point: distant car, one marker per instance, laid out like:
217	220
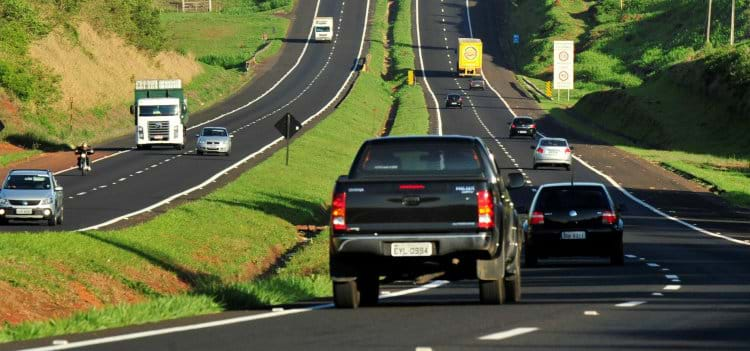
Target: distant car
31	194
522	125
552	152
476	83
577	219
214	140
454	100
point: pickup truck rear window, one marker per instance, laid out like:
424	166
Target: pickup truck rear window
565	198
418	157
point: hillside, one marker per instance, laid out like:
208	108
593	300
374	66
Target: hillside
647	80
67	67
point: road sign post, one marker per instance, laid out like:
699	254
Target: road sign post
288	126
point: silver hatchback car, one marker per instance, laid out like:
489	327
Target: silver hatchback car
30	194
552	152
214	139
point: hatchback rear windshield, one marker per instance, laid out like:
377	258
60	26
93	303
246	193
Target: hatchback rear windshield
418	158
553	142
523	121
27	182
565	198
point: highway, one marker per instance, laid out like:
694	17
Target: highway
307	81
680	288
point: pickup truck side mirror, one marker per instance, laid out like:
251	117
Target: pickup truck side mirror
515	180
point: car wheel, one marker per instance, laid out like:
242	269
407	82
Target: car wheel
617	256
492	292
513	285
345	294
530	258
369	289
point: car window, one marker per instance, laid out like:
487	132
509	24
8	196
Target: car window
28	182
565	198
423	158
553	142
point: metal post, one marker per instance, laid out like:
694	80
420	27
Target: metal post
288	125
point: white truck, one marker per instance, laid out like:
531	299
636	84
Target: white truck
323	28
160	112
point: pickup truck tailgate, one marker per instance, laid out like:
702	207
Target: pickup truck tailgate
403	207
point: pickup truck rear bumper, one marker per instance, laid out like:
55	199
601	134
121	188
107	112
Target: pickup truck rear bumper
443	244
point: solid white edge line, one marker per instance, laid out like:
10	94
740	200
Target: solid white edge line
248	157
508	333
613	182
424	72
218	323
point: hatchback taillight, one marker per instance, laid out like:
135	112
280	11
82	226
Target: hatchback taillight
537	217
485	210
338	211
608	217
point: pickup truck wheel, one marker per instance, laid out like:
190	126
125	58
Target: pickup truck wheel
492	292
369	290
345	294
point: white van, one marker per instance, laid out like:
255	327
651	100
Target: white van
323	28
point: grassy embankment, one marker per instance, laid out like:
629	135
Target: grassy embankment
646	81
190	260
66	69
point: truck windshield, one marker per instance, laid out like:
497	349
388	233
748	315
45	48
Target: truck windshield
163	110
418	158
27	182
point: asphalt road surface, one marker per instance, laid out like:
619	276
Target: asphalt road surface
679	289
308	77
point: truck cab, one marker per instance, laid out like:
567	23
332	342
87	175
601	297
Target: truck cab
160	112
323	27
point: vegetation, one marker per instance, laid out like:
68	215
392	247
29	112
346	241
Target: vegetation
189	260
647	80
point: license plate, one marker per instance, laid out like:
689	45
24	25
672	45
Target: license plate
411	249
573	235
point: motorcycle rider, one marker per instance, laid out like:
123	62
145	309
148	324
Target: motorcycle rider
84	148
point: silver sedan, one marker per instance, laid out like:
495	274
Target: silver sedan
552	152
214	140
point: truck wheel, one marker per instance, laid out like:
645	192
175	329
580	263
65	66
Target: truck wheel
369	290
530	257
491	292
513	285
345	294
617	256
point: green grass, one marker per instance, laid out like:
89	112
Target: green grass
209	254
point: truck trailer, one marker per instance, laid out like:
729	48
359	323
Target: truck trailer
161	113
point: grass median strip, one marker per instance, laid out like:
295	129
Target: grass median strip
220	252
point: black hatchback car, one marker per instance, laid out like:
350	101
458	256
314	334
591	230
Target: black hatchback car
522	125
576	219
454	100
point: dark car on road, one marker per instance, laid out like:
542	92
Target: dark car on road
577	219
523	126
415	208
454	100
476	83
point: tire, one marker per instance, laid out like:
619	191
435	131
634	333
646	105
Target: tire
530	258
492	292
617	256
345	294
369	290
513	285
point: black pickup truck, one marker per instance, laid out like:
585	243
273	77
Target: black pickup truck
418	208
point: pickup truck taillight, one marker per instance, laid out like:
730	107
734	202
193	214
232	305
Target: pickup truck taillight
338	211
537	217
608	217
485	210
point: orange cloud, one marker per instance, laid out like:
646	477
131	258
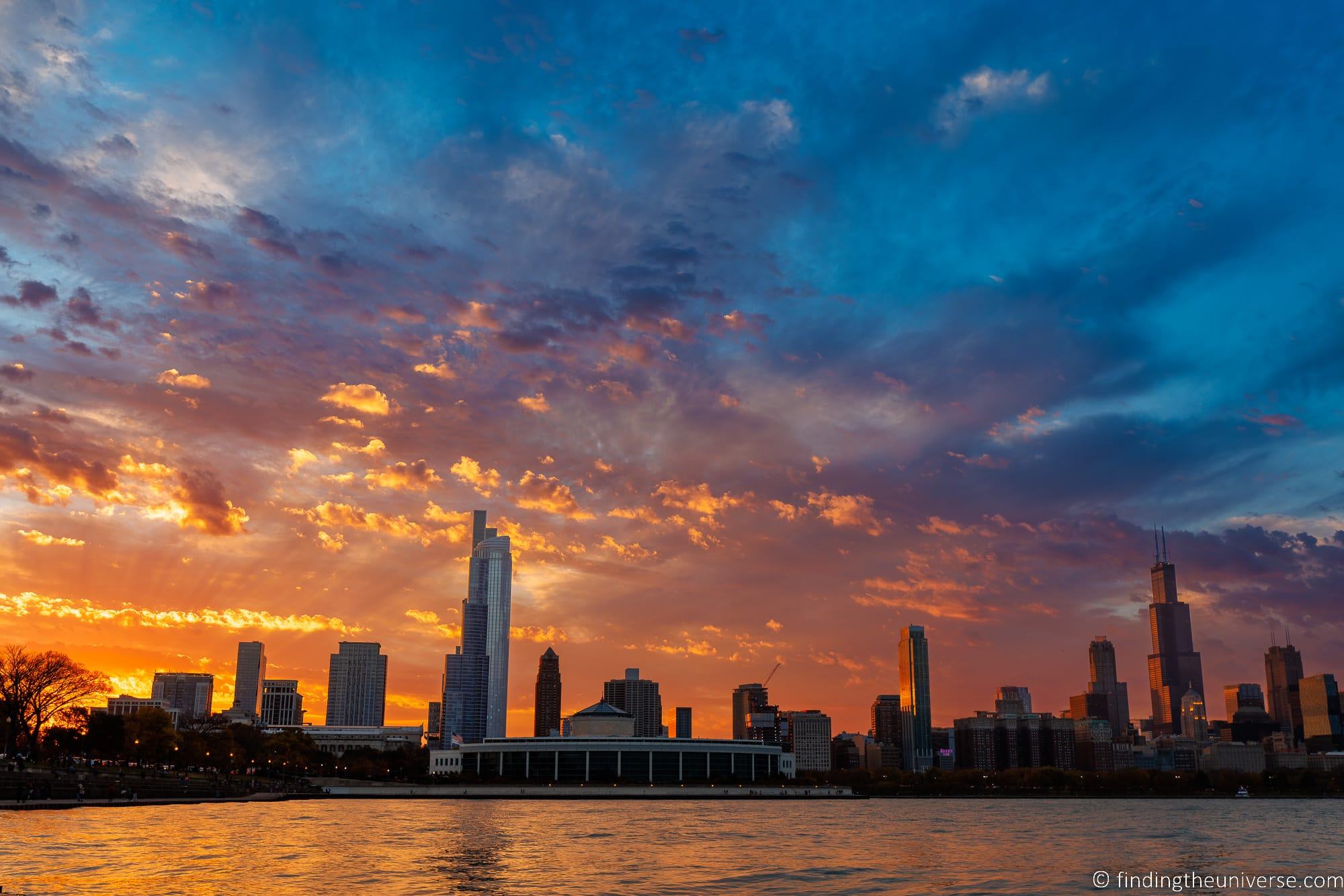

Required work →
Reproduce every line of the material above word for word, from start to finish, leaving out the pictures.

Worked answer →
point: distant car, one marker per instance, laid out like:
217	220
Target: distant car
31	194
522	125
552	152
476	83
577	219
214	140
454	100
point: pickup truck rear window, one marker per instance, laid out like:
424	166
Target: pickup truck rear window
565	198
418	157
point: hillside, one marker per instance, laid out like:
208	108
593	300
374	66
Target: hillside
647	80
67	67
point: road sign post, one marker per instance, laid out like:
699	254
Target: road sign post
288	126
point: silver hatchback car, one marker per instance, laid out like:
489	327
Target: silver hatchback car
30	194
552	152
214	139
point: hatchback rear windshield, one marker per instance, laid out like:
377	258
60	26
93	303
246	193
Target: hatchback rear windshield
418	158
553	142
523	121
27	182
565	198
point: highway, one marker per instance, laid out like:
694	17
Target: highway
307	81
680	288
point: pickup truck side mirror, one marker per instance, laid out like:
251	117
Target: pickup truck side mirror
515	180
point: car wheel, one marker per instance, laid out like:
242	269
407	82
Target: car wheel
617	256
492	292
513	285
345	294
530	258
369	289
point: car window, one marker per instance, laid out like:
487	132
509	24
8	196
Target: car window
28	182
565	198
423	158
553	142
point: metal post, one marker per instance, laid out like:
694	80
420	27
Target: metal post
288	125
point: white truck, one marker per instance, laid out like:
531	299
636	84
Target: white truck
323	28
160	112
point: pickup truck tailgate, one marker per instance, laid out like:
702	207
Target: pickup truck tailgate
403	207
point: pickup truck rear bumper, one marker per instance, laid out like:
55	199
601	134
121	188
107	112
Target: pickup truck rear bumper
443	244
point: solid white edge line, one marker per instance, laid out like:
10	94
740	200
Target: solid white edge line
248	157
508	333
613	182
424	72
218	323
point: hatchback taillight, one marker per instance, laid out like:
135	112
280	11
82	226
Target: hatchback taillight
537	217
485	210
338	211
608	217
point: pickup truck wheel, one marker per instance, laid out like:
190	126
125	58
Target: pickup truck wheel
492	292
369	290
345	294
point: white van, one marker per instance, laid out like:
255	327
651	100
Target: white van
323	28
point: grassy embankment, one marker per instance, laid out like:
629	135
Target: grassy embankment
646	81
190	260
66	69
point: truck windshield, one marker per instance, laid out like:
497	349
388	233
748	315
45	48
Target: truck windshield
163	110
418	158
27	182
point: asphalt road surface, one marker per instance, laid out like:
619	276
Target: asphalt road surface
679	289
308	77
point: truck cab, one marker per instance, laid out like:
567	23
332	342
87	175
601	297
Target: truck cab
160	112
323	27
point: vegetation, one marker per instance, laid out like:
68	215
392	247
29	112
346	241
Target: vegetation
189	260
647	80
point: license plate, one marker per instance, laid out like:
689	45
24	25
672	45
Target: license plate
411	249
573	235
point: motorcycle rider, one marker per instance, laid out like:
123	62
145	309
148	324
Target: motorcycle rider
84	148
point: silver sedan, one marker per instance, laid out like:
495	274
Target: silver sedan
552	152
214	140
point: truck wheel, one marker per instance, laid out like:
645	192
175	329
580	263
65	66
Target: truck wheel
369	290
530	257
491	292
513	285
345	294
617	256
point: green grass, one marker per instance, laid out like:
89	112
Target: green grass
209	254
point: truck trailer, one marker per instance, laid out like:
729	48
359	323
Target: truck trailer
161	113
point: grass median strip, one marker per instance, laid out like:
295	129
Target: grass median strip
220	252
point: black hatchback car, one marker per instance, laid out like:
350	101
458	256
314	334
591	230
Target: black hatchback car
522	125
576	219
454	100
point: dark car on road, one marker per instance, laid out like:
542	92
Target: dark car on road
577	219
523	126
415	208
454	100
476	83
point: tire, one marker per instance, laid out like:
619	191
435	131
634	333
646	105
Target: tire
530	258
492	292
617	256
345	294
369	290
513	285
point: black pickup truck, one marker per instance, laid out like:
585	243
273	77
Target: black pickup truck
418	208
point: pickup truck taillight, one marker per instance, laid out like:
730	107
734	202
193	214
232	305
Target: pickup truck taillight
338	211
537	217
608	217
485	210
point: orange cloud, one marker per instance, laid out like:
646	477
131	258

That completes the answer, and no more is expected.